DATA FOR ANALYSIS:
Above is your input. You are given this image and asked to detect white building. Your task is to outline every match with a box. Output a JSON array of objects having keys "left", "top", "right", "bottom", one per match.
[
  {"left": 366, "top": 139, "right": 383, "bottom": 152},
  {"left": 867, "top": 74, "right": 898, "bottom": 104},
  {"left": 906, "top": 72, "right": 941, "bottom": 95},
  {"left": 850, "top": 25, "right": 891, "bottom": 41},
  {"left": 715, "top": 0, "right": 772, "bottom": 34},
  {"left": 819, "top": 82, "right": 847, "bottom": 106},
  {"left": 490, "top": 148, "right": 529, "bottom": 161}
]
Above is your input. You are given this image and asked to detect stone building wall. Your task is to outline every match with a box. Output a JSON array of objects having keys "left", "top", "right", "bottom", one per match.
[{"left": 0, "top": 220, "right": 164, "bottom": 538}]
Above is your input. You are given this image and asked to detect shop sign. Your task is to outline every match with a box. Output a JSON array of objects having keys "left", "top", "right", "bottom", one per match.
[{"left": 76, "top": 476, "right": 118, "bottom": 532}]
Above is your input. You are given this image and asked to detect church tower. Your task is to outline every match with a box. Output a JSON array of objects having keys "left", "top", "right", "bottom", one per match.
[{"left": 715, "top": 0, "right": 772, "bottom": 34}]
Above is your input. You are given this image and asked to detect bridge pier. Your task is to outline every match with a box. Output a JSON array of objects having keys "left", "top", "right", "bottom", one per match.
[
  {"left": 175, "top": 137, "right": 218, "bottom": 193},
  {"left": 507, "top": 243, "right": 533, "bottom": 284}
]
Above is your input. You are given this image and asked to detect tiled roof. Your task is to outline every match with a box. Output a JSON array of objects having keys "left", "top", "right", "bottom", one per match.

WORK INSTRUCTION: With the line that contains "to detect shop" as the starting point, output each line exactly through the end of the listing above.

ANSWER:
Above is your input. You are given this image and asked to detect shop sign. Your task is to outline every match with a box. Output a JSON array of objects having keys "left", "top", "right", "bottom", one per match.
[{"left": 76, "top": 476, "right": 118, "bottom": 532}]
Above is your input. You are given this image and asked to detect church tower. Your task is to outline every match with a box. Output a JSON array of objects having keys "left", "top", "right", "bottom", one per match.
[{"left": 715, "top": 0, "right": 772, "bottom": 34}]
Above is your input. You are given this image and asked to detect bridge pier. Your task is to outline every match with a box. Output a JSON array of objects having keys "left", "top", "right", "bottom", one per match.
[
  {"left": 175, "top": 137, "right": 218, "bottom": 193},
  {"left": 507, "top": 243, "right": 533, "bottom": 284}
]
Above is your input. You are given this image and asked to detect tiled roof. Your task is to outline every match with a box. Output a JSON array of objects having keys "left", "top", "right", "bottom", one per match.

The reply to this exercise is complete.